Di fatto, l’attuale “immanenza politica” è  tutta costruita sul paradigma dell’austerità economica per la quale, giova ricordarlo, risulta funzionale una sorta di “abdicazione dello stato” con le relative “nuove povertà di massa”.

E quella della salute mentale è tra queste.

Cioè a dire, che in tale paradigma politico economico a sussistere è solo “l’illusione di una società di servizi” come esito ulteriore dell’odierna crociata neoliberista. Ritengo fondamentale che tale prospettiva non sfugga come invece constato continui a essere rimossa. Ne va della stessa efficacia di iniziative che vorrebbero modificare l’attuale stato delle cose. Innanzitutto della “CURA” e non di letti e di sistemi di controllo e sicurezza come lo stesso Peppe sottolinea. Riparlarne implica tener presente il seguente grappolo di 

fatti:

– l’attuale tavolo convocato dal ministro Schillaci al Ministero della sanità è compattamente presidiato da esponenti di quella “psichiatria” cui non si addice una cultura e una sensibilità di cui è fatta la cosiddetta “salute mentale”; essendo invece presente a quel tavolo “quella psichiatria fatta di slide, istogrammi,metanalisi, di dittatura del “consenso” tutta incapsulata nel paradigma neopositivista bio-molecolare;

-dell’altra figura apicale, la presidente della “S.I.P” , invito ad ascoltare una sua recente intervista sul blog di Francesco Bollorino “P.O.L .it” per chiarirsi ulteriormente circa la direzione di cio’ che intendono costoro per “CURA”.

– sarebbe molto  interessante discutere di quello che Mario Maj,rifacendosi all’epistemologo Thomas Khun, va predicando: che la psichiatria, fallito il paradigma kraepeliniano, dice proprio “fallito”, si trova in una fase post-paradigmatica, ovvero di “scienza rivoluzionaria”; affermare ciò significa che la psichiatria non si può più ritenere, sic et simpliciter, una specialità medica senza complessità peculiari e senza problematizzazioni. Perché tutto ciò emerge dalla convegnistica e dalle specializzazioni universitarie. Solo questo. Eppure, questi rilievi vengono dal “past president”  della W.P.A, non lo dico io. Così come non ho la sensazione che a quel tavolo ministeriale sia rappresentata una “scienza post-paradigmatica”. Piuttosto una pseudo scienza tronfia delle presunte magnifiche sorti e progressive. Una psichiatria delle “suggestioni” farciti di fake news.

## Consegna 1
Rispondi in base al brano:
(a) Su quale paradigma è costruita l'attuale "immanenza politica"?
(b) Da quale ministro è stato convocato il tavolo al Ministero della sanità?
(c) Quale paradigma della psichiatria è fallito secondo Mario Maj?
## Consegna 2
Ricopia tale e quale tutta la parte del brano che va da «Di fatto, l’attuale» giù fino a «è tra queste.».

## Dati forniti
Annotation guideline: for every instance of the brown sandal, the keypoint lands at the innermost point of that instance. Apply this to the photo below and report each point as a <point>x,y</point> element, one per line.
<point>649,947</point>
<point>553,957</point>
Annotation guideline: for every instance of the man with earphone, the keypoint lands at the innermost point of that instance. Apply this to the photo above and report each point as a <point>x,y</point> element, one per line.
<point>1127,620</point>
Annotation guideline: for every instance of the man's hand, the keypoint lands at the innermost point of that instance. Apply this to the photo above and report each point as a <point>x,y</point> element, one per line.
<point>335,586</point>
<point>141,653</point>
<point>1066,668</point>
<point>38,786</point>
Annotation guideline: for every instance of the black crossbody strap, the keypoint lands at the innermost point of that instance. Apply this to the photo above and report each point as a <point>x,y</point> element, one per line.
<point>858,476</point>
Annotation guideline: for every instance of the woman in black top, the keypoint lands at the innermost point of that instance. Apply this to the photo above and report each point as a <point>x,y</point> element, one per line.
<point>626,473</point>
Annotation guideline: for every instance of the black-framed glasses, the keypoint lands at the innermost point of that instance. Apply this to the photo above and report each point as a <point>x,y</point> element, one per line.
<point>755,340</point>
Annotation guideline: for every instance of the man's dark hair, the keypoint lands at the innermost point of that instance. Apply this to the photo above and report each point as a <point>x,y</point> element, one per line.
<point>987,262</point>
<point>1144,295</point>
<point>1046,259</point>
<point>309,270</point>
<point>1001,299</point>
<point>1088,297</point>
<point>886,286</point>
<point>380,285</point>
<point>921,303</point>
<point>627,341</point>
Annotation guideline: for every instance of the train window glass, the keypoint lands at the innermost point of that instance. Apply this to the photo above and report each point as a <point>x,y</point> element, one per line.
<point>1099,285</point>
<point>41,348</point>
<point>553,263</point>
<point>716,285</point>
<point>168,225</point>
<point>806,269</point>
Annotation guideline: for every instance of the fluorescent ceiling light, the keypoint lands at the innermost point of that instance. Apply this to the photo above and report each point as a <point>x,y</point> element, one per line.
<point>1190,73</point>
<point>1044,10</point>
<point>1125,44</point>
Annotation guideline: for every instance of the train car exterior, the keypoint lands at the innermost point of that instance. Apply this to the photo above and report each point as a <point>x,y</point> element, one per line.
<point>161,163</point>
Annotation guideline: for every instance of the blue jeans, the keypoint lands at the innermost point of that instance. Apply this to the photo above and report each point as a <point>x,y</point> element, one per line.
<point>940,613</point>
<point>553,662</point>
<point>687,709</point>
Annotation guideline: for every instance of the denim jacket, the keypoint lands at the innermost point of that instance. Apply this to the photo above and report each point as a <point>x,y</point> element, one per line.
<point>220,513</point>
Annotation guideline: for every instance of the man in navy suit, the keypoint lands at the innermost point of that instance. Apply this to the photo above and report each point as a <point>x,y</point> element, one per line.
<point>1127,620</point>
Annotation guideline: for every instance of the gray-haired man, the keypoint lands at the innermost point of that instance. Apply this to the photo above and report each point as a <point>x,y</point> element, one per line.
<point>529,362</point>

## Spazio risposta 1
(a) Sul paradigma dell'austerità economica.
(b) Dal ministro Schillaci.
(c) Il paradigma kraepeliniano.

## Spazio risposta 2
Di fatto, l’attuale “immanenza politica” è  tutta costruita sul paradigma dell’austerità economica per la quale, giova ricordarlo, risulta funzionale una sorta di “abdicazione dello stato” con le relative “nuove povertà di massa”.

E quella della salute mentale è tra queste.